§ Source passage:
################
- Born: 27 December 1903 Annandale, New South Wales, Australia
- Died: 1 January 1971 (aged 67) Melbourne, Victoria, Australia
- Education: Ascham School
- Alma mater: University of Melbourne
- Occupation: Book editor

= Barbara Ramsden =

Australian editor

Barbara Mary Ramsden (27 December 1903 – 1 January 1971) was an Australian book editor who worked for Melbourne University Press from 1941 to 1967.

Ramsden was born in the Sydney suburb of Annandale to English migrants Edward and Edith Ramsden. She boarded at Ascham School, and intended to study medicine but instead enrolled in arts at the University of Sydney in 1924. The next year, she moved with her mother and brother to Melbourne, where she enrolled in the University of Melbourne and completed her Bachelor of Arts degree.
################
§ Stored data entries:
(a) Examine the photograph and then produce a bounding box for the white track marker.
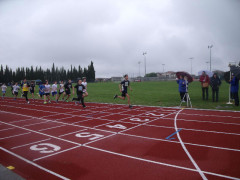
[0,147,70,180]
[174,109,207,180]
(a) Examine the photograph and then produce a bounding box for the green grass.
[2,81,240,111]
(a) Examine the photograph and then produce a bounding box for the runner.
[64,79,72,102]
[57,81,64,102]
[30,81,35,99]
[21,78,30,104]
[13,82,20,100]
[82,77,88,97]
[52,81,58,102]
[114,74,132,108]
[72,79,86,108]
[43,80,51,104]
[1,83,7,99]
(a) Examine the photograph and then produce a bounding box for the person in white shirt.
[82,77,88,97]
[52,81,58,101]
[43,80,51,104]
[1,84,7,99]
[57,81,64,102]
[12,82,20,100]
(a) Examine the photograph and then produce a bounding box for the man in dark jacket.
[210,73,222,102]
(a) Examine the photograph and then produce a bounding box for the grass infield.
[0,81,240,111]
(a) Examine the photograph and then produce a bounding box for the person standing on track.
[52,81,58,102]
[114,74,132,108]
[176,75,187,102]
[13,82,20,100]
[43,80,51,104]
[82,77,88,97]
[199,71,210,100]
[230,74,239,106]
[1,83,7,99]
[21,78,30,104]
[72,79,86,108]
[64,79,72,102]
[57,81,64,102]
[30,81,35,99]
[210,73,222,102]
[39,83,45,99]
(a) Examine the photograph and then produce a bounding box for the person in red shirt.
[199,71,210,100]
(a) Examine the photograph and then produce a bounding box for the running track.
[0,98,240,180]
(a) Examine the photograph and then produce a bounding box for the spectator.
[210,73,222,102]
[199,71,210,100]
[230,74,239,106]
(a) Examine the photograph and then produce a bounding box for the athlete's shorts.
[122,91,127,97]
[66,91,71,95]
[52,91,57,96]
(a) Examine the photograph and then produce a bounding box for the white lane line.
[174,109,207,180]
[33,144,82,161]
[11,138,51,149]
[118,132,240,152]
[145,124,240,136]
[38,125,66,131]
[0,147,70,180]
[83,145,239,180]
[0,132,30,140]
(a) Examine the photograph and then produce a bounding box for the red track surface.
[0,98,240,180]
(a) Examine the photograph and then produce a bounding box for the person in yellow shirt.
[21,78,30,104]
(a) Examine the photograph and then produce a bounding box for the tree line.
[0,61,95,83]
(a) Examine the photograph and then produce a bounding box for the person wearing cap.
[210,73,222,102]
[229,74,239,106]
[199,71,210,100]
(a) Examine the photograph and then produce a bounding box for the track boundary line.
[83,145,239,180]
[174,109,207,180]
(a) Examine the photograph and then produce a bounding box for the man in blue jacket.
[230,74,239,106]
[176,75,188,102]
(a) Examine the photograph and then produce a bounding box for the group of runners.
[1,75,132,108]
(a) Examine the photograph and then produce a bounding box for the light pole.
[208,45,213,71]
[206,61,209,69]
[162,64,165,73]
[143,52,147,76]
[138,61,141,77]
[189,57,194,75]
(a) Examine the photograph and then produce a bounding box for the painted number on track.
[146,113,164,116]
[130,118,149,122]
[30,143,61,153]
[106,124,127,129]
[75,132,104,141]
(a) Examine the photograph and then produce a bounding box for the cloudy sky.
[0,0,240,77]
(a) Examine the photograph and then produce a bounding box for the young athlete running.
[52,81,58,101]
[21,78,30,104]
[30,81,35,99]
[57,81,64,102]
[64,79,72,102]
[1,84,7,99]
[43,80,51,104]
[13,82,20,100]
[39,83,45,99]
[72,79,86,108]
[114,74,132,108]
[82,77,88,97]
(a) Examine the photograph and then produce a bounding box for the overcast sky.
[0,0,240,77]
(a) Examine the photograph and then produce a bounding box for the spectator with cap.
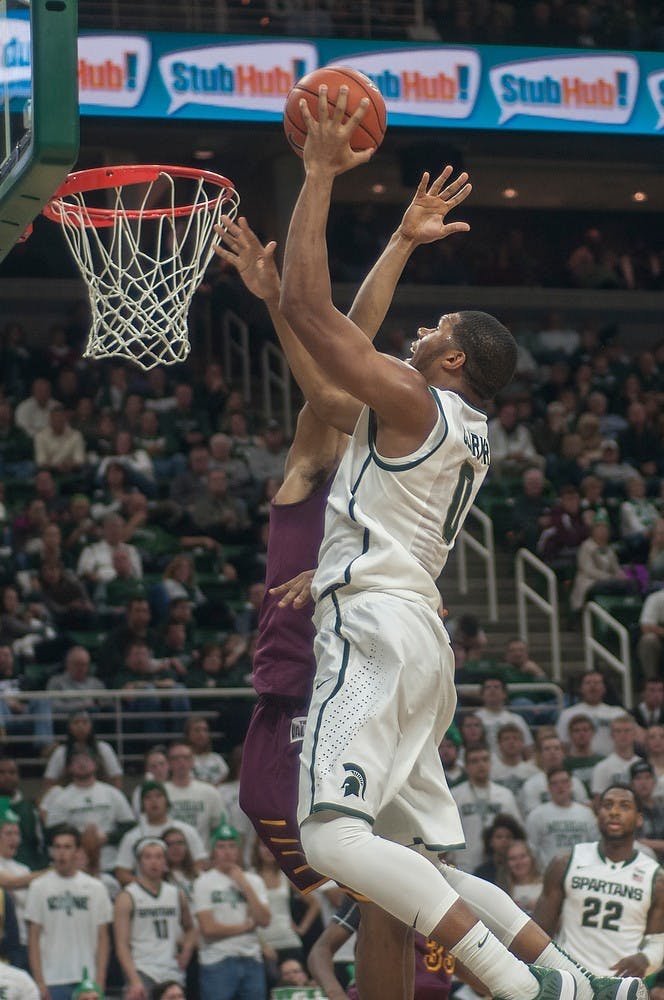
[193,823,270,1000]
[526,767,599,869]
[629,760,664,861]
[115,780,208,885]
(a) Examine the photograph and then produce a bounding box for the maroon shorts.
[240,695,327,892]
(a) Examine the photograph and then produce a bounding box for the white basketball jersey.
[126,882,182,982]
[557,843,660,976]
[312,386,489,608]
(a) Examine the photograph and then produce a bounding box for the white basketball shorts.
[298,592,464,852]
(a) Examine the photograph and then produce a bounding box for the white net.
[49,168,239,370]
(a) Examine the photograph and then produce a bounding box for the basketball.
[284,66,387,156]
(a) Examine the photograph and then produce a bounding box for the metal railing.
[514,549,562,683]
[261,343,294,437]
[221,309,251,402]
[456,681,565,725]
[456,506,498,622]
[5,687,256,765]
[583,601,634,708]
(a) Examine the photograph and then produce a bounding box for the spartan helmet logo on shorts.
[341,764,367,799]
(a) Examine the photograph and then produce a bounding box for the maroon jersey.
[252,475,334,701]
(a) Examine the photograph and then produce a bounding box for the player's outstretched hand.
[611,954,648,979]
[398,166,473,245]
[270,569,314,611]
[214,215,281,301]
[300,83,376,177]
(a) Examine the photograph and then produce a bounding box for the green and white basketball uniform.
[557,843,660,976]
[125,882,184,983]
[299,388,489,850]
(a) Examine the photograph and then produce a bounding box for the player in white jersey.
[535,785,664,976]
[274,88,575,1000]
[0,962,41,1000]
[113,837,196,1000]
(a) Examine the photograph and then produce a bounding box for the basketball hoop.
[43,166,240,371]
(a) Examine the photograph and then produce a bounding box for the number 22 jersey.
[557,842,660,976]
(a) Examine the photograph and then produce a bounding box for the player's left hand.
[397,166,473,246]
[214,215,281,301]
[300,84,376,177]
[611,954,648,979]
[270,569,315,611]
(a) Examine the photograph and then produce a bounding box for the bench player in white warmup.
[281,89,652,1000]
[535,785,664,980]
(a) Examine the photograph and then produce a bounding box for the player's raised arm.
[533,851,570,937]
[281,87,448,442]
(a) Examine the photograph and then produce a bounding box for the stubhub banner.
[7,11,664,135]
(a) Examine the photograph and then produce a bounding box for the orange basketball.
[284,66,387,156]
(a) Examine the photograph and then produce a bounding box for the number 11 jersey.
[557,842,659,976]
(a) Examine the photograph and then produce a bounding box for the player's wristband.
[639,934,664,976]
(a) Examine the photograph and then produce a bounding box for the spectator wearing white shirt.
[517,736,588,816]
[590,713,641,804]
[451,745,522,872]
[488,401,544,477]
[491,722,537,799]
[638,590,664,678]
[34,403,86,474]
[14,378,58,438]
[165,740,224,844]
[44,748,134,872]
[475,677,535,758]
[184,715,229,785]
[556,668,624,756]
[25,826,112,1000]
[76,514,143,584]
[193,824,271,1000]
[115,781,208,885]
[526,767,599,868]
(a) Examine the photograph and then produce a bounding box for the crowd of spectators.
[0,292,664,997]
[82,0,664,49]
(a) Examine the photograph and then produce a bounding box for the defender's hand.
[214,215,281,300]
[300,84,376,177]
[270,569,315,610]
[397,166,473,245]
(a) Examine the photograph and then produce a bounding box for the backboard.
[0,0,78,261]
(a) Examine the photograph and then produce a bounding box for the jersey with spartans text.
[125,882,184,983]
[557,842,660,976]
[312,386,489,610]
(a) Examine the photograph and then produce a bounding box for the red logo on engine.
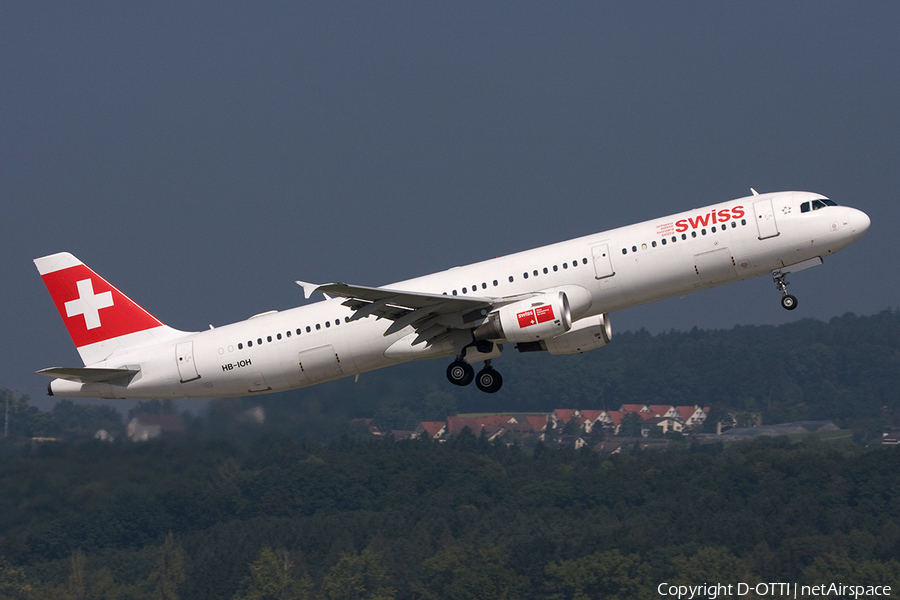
################
§ What to work on:
[a] Using the passage about Barbara Ramsden, decide whether each statement agrees with it: (i) Ramsden was born in Melbourne. (ii) Ramsden enrolled in arts at the University of Sydney in 1924. (iii) Ramsden worked for Melbourne University Press until 1971. Give yes or no for each, along with the exact words from the passage that settle it.
[b] Take the passage about Barbara Ramsden further, picking up right after its last sentence.

§ Answer set:
[a]
(i) No: "Ramsden was born in the Sydney suburb of Annandale"
(ii) Yes: "instead enrolled in arts at the University of Sydney in 1924"
(iii) No: "worked for Melbourne University Press from 1941 to 1967"

[b]
She then worked for the university at the engineering and central libraries, and also worked part-time as an assistant reader at Melbourne University Press (MUP). In 1941, MUP appointed her formally in the role, working for manager Frank Wilmot. When Wilmot died in 1942, Ramsden essentially assumed his role managing the publisher but was never promoted, and was not selected for the role when she applied for it in April 1942.

Following Ramsden's death from cancer in 1971, the Fellowship of Australian Writers established the FAW Barbara Ramsden Award for excellence in writing and editing an Australian book.